◆ INSTRUCTIONS FOR THE TASK ◆
Could you gather every line from the rows below that contains the string "truck"? Case counts.
==*==
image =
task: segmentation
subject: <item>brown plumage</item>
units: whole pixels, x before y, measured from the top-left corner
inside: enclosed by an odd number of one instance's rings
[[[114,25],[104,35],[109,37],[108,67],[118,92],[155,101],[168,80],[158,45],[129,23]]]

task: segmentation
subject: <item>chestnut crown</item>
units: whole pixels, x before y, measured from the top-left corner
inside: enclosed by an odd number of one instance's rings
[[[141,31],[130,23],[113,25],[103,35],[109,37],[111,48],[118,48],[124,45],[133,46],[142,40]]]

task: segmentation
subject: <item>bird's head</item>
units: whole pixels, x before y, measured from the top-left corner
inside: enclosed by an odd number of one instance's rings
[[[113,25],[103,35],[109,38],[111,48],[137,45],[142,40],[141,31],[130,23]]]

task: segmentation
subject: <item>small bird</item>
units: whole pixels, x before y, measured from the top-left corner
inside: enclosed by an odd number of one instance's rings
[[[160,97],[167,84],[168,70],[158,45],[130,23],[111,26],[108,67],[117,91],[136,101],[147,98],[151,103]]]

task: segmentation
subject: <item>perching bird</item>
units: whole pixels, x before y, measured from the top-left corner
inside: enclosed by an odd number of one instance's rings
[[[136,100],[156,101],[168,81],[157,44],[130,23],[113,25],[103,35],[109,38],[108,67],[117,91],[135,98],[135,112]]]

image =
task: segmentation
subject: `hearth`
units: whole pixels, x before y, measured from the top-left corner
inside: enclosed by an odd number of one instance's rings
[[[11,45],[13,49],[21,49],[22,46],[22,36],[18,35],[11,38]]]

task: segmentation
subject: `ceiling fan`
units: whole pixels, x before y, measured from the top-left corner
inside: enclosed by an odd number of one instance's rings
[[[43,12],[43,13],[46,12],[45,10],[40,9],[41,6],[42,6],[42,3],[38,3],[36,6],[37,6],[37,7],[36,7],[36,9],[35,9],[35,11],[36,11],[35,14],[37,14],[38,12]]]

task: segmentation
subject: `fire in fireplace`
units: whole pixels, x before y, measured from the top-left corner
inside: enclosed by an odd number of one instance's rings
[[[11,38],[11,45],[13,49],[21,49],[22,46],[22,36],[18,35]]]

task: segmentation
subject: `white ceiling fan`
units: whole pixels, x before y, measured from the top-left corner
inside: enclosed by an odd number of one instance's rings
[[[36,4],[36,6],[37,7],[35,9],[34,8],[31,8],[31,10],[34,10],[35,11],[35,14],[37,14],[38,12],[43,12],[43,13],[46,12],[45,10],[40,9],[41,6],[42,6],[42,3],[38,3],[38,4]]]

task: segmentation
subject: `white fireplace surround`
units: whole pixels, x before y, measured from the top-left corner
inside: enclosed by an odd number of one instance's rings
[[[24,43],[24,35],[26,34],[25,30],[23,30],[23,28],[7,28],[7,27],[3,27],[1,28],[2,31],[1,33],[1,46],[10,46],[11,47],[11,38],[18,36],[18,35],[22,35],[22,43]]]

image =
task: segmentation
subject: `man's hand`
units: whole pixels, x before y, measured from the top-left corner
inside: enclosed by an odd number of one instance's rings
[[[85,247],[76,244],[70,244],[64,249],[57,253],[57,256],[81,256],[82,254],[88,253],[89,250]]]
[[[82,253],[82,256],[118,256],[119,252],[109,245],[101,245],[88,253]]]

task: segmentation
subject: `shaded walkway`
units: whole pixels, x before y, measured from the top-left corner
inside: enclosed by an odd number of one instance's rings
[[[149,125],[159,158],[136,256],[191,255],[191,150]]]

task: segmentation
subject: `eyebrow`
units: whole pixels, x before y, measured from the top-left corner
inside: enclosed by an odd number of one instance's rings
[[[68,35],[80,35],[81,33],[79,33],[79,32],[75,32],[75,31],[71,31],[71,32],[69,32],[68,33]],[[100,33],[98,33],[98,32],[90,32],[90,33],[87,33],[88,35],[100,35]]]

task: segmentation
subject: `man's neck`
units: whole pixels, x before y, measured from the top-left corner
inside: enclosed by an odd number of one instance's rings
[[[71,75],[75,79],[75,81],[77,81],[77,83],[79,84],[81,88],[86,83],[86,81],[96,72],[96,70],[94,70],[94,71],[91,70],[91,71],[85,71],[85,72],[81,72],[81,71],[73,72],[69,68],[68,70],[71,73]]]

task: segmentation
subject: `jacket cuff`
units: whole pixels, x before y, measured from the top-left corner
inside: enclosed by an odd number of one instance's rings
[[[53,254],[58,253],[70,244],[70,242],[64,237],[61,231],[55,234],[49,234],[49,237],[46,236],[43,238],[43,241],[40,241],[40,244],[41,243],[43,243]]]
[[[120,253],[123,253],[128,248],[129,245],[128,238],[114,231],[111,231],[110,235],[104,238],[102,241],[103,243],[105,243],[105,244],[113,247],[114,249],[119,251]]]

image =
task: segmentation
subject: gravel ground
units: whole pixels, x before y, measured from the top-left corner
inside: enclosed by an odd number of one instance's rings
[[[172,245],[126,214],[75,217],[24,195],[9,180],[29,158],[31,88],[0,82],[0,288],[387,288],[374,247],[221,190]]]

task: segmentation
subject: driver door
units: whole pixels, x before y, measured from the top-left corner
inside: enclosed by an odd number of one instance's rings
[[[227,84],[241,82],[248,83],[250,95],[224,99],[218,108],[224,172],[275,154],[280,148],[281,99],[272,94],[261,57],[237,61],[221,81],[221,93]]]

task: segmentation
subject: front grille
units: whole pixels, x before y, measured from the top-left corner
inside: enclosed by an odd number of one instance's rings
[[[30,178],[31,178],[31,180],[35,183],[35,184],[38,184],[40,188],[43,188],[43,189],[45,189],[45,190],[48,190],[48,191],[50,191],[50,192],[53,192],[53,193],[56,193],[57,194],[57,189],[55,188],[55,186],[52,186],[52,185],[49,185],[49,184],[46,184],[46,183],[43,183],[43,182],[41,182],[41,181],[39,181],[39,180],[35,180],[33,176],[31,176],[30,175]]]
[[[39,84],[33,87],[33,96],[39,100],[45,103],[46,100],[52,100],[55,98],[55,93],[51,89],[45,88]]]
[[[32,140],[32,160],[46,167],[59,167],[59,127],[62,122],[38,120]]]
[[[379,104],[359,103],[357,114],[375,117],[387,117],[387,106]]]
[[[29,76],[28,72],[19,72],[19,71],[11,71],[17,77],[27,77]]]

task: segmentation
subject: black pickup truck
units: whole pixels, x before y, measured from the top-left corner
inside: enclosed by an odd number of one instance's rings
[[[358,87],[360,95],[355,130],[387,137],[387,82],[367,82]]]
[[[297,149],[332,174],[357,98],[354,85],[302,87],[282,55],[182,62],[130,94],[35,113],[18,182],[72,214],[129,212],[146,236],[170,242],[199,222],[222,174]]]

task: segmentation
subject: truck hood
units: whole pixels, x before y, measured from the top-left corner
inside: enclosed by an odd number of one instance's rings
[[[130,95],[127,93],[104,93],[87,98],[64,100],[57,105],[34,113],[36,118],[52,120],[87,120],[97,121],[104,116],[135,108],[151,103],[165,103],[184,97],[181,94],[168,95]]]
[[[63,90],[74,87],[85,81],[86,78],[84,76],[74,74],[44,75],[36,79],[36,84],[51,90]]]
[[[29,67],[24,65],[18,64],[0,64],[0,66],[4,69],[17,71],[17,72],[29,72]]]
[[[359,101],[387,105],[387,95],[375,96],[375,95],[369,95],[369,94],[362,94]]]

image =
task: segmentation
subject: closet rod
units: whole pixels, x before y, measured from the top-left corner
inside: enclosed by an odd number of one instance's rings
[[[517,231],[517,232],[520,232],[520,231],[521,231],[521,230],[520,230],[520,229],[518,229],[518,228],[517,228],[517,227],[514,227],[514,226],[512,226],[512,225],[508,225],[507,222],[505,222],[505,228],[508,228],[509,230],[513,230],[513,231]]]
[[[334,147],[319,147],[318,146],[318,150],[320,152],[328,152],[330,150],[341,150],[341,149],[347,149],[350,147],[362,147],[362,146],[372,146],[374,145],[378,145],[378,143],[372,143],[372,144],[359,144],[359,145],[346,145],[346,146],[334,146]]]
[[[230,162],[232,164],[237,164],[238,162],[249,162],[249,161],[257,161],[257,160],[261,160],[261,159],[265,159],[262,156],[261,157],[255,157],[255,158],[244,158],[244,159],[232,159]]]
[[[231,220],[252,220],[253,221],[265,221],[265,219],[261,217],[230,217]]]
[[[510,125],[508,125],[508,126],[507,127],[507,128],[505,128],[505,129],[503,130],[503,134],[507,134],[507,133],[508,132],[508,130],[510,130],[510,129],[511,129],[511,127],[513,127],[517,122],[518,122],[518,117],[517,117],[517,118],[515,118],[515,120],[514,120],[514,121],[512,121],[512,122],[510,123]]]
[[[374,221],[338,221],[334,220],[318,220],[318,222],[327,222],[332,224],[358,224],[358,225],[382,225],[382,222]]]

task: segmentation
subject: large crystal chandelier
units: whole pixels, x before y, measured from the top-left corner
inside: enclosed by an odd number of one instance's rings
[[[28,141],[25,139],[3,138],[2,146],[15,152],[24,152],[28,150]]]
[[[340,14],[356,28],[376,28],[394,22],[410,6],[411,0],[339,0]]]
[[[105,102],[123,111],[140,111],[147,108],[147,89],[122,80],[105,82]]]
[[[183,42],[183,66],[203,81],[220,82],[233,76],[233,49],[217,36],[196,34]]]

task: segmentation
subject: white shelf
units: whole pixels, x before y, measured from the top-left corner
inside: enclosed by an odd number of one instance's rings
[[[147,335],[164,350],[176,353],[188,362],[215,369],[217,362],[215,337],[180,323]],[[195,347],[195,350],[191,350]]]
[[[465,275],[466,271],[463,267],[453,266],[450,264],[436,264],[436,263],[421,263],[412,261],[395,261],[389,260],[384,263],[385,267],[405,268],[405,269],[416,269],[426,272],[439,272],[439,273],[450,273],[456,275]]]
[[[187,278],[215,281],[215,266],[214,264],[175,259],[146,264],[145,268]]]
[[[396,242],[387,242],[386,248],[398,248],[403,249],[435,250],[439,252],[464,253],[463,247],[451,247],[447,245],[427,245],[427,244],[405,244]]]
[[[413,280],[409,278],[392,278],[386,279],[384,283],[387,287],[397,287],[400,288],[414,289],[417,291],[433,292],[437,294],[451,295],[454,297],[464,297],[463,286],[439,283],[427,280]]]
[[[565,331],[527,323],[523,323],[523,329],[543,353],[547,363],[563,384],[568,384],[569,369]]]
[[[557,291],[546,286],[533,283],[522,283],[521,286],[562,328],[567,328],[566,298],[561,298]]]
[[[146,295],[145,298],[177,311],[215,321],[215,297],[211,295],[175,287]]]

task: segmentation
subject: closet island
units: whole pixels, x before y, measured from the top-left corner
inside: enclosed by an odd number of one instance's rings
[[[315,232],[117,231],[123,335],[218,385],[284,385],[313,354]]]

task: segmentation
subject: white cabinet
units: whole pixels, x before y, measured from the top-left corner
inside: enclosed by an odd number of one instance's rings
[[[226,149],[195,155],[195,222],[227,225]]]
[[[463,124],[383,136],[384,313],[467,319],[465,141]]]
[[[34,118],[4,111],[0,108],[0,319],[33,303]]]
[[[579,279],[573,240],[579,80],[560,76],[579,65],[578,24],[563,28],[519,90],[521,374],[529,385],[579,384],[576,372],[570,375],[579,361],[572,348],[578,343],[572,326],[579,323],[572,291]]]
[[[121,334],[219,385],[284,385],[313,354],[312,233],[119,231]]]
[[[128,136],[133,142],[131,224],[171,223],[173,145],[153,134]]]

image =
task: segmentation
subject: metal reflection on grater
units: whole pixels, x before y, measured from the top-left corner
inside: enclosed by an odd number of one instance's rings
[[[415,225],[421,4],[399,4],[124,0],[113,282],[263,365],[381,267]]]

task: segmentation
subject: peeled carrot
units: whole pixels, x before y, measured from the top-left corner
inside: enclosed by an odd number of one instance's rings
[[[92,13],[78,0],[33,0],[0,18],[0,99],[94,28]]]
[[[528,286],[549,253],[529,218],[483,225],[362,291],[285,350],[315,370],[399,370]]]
==*==
◆ WRITTEN SOLUTION ◆
subject: black pickup truck
subject: truck hood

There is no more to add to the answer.